- ASSIGNED TASK
Please retype the records below exactly as they stand.
(AVAILABLE RECORDS begins)
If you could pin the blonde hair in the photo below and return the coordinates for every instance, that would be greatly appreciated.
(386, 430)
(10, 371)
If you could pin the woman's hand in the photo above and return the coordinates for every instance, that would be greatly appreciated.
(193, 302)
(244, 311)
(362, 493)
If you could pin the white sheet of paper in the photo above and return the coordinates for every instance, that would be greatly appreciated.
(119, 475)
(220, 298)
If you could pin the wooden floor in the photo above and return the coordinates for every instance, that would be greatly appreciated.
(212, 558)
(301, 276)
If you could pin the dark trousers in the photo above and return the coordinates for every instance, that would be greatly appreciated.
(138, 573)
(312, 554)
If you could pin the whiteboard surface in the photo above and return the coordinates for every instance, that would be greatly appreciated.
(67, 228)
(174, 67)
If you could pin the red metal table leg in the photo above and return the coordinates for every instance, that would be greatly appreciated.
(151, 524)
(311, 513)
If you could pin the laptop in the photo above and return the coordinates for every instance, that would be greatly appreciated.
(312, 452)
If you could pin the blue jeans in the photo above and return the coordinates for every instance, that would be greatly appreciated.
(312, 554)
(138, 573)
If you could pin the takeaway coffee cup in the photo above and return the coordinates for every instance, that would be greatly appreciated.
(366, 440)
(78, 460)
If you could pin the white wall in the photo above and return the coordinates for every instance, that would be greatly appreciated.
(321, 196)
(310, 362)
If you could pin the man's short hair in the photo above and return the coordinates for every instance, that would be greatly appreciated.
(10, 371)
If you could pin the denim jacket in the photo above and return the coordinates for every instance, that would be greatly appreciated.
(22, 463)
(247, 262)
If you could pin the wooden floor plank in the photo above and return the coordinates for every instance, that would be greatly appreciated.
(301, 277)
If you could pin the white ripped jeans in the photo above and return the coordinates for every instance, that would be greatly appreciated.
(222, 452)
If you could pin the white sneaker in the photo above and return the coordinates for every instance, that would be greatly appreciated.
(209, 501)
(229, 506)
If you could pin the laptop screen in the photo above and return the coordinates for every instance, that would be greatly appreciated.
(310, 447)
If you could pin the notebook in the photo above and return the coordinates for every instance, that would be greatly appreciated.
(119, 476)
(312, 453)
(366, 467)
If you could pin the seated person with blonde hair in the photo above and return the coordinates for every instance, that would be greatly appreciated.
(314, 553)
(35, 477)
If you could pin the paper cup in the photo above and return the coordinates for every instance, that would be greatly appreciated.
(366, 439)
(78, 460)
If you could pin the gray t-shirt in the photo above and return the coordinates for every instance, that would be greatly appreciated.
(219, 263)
(AVAILABLE RECORDS ends)
- REPLY
If you could pin the blonde hair in the photo below and return the coordinates for every instance, that would be greatly appreciated.
(386, 430)
(10, 371)
If you could pin the woman's hand in the photo above and return the coordinates for every instance, that would be greatly appreciated.
(193, 302)
(244, 311)
(362, 493)
If you could pin the white sheet of paper in the photo above and return the coordinates for every instance, that would be greatly appreciated.
(119, 475)
(220, 298)
If you could pin the wooden floor in the photo above and return the coordinates for every instance, that would be greatly appreciated.
(212, 558)
(301, 276)
If you could pin the dark trousers in the photo above and return the coordinates for every instance, that would be greatly appreciated.
(138, 573)
(312, 554)
If you could pin the whiteboard surface in the photo above and return the coordinates for every instance, that would be greatly appreciated.
(67, 228)
(174, 67)
If you could pin the red metal table leg in the photo above and return the coordinates for every instance, that would be greatly appreciated.
(151, 524)
(311, 513)
If you could pin the laptop in the photo above and return the coordinates for every instance, that would be greatly appreciated.
(312, 452)
If you could pin the blue jeans in the photo above and return the coordinates for every instance, that would be greatly appreciated.
(312, 554)
(138, 573)
If you could pin the takeaway coffee cup in the photo above and return the coordinates for every instance, that would be greatly appreciated.
(366, 440)
(78, 460)
If you could pin the white wall in the photo above and return the coordinates for every instance, that would be greatly appreciated.
(321, 196)
(310, 362)
If you could pin the man's short hair in the photo above and return the coordinates for every instance, that would be greatly appreciated.
(10, 371)
If you could pin the denim jacket in the photo above and return the coordinates for every instance, that would be greatly appreciated.
(22, 463)
(247, 262)
If you could pin the wooden floor plank in the photo above and return the coordinates for every instance, that would be greatly appreciated.
(301, 277)
If you could pin the white ripped jeans in the photo above and return the coordinates for every instance, that would be greatly appreciated.
(222, 452)
If you could pin the white sneaker in the photo above and return the coordinates for every instance, that would be greatly appreciated.
(209, 501)
(229, 506)
If you could pin the laptop screen in the photo above and return the coordinates for every instance, that would be greatly appreciated.
(310, 447)
If you could pin the notebook in the photo above and return the coordinates for every instance, that would be greatly appreciated.
(119, 476)
(312, 453)
(366, 467)
If you could pin the seated person with blonde hair in the photo above and return the coordinates for every instance, that would be greatly appreciated.
(314, 553)
(35, 477)
If you could pin the paper cup in the photo above and return the coordinates for every instance, that would be greatly appreciated.
(366, 439)
(78, 460)
If you could pin the gray t-shirt in the photo above and return the coordinates for every instance, that would be greatly appreciated.
(219, 263)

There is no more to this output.